-- Exercise instructions --
Work out how many lines of the records contain "every". Answer with the number and nothing else.

═════ Data extracts

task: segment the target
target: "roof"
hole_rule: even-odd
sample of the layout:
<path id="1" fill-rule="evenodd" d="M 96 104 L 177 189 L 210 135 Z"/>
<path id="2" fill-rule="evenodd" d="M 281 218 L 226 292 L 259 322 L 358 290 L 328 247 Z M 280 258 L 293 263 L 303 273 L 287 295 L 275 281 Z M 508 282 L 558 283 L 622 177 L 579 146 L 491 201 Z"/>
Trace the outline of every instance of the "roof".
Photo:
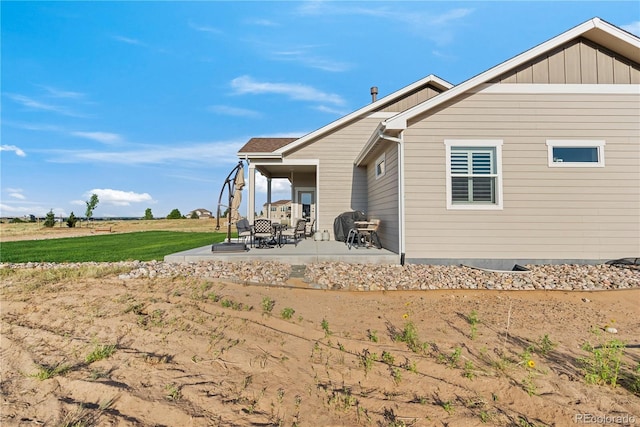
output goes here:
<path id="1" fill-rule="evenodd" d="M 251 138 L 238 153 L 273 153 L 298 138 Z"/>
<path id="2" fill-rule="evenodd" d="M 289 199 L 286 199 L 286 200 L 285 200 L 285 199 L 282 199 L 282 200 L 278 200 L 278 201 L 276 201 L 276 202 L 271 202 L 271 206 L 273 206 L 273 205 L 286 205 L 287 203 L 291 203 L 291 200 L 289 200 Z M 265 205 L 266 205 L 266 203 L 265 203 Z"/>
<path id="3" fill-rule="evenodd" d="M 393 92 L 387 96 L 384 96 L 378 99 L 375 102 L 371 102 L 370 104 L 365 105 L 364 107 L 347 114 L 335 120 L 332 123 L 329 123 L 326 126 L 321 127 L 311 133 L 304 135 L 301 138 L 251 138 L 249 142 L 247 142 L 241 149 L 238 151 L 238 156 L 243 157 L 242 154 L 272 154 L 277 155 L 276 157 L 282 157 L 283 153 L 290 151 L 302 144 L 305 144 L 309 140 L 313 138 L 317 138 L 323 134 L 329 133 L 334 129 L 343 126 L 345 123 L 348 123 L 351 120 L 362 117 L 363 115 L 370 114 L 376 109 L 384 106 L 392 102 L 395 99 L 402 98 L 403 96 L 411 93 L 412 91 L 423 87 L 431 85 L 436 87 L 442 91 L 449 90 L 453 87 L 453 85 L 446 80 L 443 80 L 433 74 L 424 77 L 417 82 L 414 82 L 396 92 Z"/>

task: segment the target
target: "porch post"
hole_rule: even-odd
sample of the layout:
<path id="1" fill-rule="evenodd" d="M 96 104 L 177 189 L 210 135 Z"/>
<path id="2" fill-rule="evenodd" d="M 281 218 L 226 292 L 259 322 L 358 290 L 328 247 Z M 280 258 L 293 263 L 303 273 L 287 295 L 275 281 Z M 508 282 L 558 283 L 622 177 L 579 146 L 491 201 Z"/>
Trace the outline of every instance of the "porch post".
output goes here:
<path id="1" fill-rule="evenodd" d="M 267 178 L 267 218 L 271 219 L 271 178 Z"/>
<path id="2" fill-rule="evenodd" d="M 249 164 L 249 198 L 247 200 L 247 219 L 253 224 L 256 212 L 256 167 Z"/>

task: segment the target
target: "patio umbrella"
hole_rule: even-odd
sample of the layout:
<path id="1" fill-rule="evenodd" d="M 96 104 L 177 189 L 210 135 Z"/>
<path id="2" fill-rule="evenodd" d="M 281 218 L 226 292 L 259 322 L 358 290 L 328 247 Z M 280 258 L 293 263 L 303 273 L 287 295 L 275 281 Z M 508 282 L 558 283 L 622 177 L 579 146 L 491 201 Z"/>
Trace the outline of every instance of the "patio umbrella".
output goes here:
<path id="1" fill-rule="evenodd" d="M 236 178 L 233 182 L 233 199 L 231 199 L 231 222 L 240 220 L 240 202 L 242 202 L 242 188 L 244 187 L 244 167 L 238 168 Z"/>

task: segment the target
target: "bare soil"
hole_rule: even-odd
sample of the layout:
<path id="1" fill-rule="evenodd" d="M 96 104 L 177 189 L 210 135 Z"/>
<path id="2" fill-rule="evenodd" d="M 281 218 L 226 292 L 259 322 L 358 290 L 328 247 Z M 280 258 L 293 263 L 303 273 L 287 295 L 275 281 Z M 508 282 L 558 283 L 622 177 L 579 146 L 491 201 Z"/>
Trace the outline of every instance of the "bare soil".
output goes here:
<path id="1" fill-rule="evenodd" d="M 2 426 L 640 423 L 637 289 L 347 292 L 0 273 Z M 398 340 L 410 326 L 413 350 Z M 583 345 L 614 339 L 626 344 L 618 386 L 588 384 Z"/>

══════════

-- Expected answer --
4